[Data records]
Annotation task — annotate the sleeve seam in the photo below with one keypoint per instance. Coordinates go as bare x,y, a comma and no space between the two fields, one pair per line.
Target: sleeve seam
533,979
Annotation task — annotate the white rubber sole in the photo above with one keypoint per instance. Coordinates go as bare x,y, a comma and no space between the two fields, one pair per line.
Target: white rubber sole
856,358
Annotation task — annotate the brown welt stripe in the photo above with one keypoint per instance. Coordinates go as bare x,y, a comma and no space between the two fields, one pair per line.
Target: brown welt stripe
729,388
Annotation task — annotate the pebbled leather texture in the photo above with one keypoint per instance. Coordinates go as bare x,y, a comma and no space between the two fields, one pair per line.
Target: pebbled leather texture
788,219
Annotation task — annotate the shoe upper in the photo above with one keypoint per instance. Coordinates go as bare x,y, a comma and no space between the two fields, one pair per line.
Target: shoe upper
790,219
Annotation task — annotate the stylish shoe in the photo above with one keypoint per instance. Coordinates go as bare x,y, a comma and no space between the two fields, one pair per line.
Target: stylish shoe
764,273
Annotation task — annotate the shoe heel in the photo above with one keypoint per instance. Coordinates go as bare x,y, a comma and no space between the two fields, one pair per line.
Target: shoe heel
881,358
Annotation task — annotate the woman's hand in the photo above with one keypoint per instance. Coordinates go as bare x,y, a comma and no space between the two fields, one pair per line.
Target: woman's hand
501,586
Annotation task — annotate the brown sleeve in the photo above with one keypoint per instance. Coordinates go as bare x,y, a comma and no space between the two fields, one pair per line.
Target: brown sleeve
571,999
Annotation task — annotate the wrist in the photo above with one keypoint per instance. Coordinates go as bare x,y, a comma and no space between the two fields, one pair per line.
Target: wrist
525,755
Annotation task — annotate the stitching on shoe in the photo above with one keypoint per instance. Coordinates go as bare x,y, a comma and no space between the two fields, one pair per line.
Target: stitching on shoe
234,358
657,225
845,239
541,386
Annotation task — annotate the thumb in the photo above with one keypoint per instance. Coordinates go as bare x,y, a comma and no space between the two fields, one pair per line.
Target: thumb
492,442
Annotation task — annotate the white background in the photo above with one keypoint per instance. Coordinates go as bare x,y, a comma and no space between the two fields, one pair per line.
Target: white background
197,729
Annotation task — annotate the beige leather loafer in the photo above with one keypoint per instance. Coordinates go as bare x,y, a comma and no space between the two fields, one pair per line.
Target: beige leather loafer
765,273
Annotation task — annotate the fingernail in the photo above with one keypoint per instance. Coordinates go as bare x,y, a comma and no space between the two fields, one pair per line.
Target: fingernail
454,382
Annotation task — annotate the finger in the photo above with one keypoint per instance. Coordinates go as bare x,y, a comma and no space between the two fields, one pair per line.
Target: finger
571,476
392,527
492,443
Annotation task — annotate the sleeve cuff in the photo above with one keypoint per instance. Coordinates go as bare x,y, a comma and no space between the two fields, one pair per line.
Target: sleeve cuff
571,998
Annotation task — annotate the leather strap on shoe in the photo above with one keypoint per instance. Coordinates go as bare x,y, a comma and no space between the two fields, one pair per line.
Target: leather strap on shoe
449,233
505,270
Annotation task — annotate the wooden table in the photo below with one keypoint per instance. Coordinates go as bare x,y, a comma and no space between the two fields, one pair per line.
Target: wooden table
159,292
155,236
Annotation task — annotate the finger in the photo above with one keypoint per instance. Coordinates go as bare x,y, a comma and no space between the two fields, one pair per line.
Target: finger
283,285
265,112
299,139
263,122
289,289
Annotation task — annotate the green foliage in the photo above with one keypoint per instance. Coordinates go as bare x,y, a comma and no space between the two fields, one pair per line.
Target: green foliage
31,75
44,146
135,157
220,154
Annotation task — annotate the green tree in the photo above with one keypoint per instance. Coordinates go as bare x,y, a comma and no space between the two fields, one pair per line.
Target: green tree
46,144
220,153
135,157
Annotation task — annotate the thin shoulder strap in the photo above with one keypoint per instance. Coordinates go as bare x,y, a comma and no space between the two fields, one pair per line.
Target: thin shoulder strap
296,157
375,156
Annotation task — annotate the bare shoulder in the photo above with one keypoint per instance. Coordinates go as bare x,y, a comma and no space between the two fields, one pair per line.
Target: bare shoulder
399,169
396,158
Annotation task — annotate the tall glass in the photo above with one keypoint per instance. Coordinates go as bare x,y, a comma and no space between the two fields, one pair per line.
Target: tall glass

(Aim of the exercise) Output only the lines running from the line with "Annotation task — annotate the green foliage" through the final line of the data, inclusive.

(Answer to the task)
Annotation task — annotate the green foliage in the photo above with one keypoint per instance. Coordinates go as bare x,y, a comma and no space between the two fields, one pair per line.
Target: green foliage
31,75
44,146
135,157
220,154
Annotation task — annotate the green tree in the photo above with one keypoint per instance. Coordinates go as bare x,y, a comma and no space between the two fields, one pair per line.
Target: green tree
46,144
220,153
135,157
Annotation task — annotate the thin shoulder strap in the photo above with one keypoint per instance. Coordinates go as bare x,y, a comma and no space between the two fields, one pair per line.
Target: thin shoulder strap
296,157
375,156
Annotation task — annotate the bare shoulder in the photo above with one keypoint per instance. Coordinates go as bare x,y, a comma and no space between the two fields, one pair per line.
Target: bare shoulder
399,169
396,158
Annotation task — annotate the tall glass in the photo above with one keypoint per instance. Coordinates go as bare x,y, a comma and no space between the two fields, one pair per line.
Target: tall glass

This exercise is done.